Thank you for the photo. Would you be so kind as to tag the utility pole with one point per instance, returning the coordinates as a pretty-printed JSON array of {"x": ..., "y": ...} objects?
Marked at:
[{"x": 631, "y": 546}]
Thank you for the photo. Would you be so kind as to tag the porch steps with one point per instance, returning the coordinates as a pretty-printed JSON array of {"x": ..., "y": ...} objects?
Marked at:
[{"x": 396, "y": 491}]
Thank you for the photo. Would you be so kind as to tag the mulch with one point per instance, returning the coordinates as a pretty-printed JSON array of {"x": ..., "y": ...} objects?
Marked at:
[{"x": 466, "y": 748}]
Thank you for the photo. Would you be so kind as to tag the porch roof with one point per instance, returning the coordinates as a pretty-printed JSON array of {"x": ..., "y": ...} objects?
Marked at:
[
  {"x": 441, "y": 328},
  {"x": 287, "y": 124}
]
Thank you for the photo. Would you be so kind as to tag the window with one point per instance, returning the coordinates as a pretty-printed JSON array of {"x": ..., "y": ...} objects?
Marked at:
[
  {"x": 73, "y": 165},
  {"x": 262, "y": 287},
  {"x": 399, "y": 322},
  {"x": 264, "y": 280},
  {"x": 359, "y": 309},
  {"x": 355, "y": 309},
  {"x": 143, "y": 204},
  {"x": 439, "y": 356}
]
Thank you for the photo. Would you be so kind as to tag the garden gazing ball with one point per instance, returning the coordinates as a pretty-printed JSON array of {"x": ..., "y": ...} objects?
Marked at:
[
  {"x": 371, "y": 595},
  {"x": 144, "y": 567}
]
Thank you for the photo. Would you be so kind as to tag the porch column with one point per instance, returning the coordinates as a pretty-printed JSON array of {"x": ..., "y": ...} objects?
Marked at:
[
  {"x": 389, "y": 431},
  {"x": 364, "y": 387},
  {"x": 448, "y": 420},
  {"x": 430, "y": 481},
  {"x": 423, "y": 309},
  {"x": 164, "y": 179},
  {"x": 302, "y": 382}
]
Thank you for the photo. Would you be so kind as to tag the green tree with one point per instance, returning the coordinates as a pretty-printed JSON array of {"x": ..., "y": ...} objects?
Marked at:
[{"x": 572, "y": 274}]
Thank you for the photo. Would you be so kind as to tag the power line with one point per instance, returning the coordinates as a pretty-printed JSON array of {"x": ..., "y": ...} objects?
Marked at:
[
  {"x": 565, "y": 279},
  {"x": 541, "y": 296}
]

################

## Written exercise:
Please write out every line of the records above as a JSON list of strings, with one string per line and any blank lines omitted.

## Problem solution:
[
  "Thank you for the photo. Would you be so kind as to tag the utility pole with one point per instance, returning the coordinates as a pretty-printed JSON array of {\"x\": ..., \"y\": ...} objects?",
  "Marked at:",
  "[{\"x\": 631, \"y\": 546}]",
  "Thank you for the photo. Would you be so kind as to tag the porch steps with one point per instance, returning the coordinates as a pretty-printed JSON array of {\"x\": ..., \"y\": ...} objects?",
  "Marked at:",
  "[{\"x\": 396, \"y\": 491}]",
  "Thank you for the photo. Would you be so kind as to tag the mulch with one point per instance, returning the coordinates as a pretty-printed JSON array of {\"x\": ..., \"y\": ...} objects?",
  "Marked at:",
  "[{\"x\": 466, \"y\": 748}]",
  "Thank you for the photo. Would you be so kind as to tag the porch roof with one point per instance, returning the coordinates as a pretty-printed JSON array of {\"x\": ..., \"y\": ...} objects?",
  "Marked at:",
  "[",
  "  {\"x\": 441, \"y\": 328},",
  "  {\"x\": 287, \"y\": 124}",
  "]",
  "Thank you for the photo. Would you be so kind as to tag the window with one point per instance, returning the coordinates as a pretty-printed JSON array of {\"x\": ..., \"y\": ...} objects?",
  "Marked at:",
  "[",
  "  {\"x\": 73, \"y\": 165},",
  "  {\"x\": 262, \"y\": 287},",
  "  {\"x\": 399, \"y\": 322},",
  "  {\"x\": 264, \"y\": 280},",
  "  {\"x\": 359, \"y\": 309},",
  "  {\"x\": 355, \"y\": 309},",
  "  {\"x\": 143, \"y\": 204},",
  "  {\"x\": 439, \"y\": 356}",
  "]",
  "Thank you for the photo. Would you be so kind as to tag the garden gazing ball with one point per instance, returning the coordinates as a pretty-printed JSON array of {\"x\": ..., \"y\": ...} objects?",
  "Marked at:",
  "[",
  "  {\"x\": 371, \"y\": 595},",
  "  {\"x\": 144, \"y\": 567}",
  "]",
  "Thank you for the photo. Would you be so kind as to tag the porch column with one point per instance, returning the coordinates as a pretty-printed JSON array of {\"x\": ..., \"y\": ...} objects?",
  "Marked at:",
  "[",
  "  {\"x\": 389, \"y\": 431},",
  "  {\"x\": 364, \"y\": 387},",
  "  {\"x\": 448, \"y\": 420},",
  "  {\"x\": 430, \"y\": 481},",
  "  {\"x\": 423, \"y\": 309},",
  "  {\"x\": 164, \"y\": 179},",
  "  {\"x\": 302, \"y\": 382}",
  "]",
  "Thank you for the photo. Would you be so kind as to tag the green tree with one point per instance, returning the coordinates as a pretty-printed JSON array of {\"x\": ..., \"y\": ...} objects?",
  "Marked at:",
  "[{\"x\": 572, \"y\": 274}]",
  "Thank you for the photo. Would you be so kind as to tag the power line with one point per instance, returning the coordinates as a pretty-printed JSON array of {\"x\": ..., \"y\": ...} objects?",
  "Marked at:",
  "[",
  "  {\"x\": 565, \"y\": 279},",
  "  {\"x\": 541, \"y\": 296}",
  "]"
]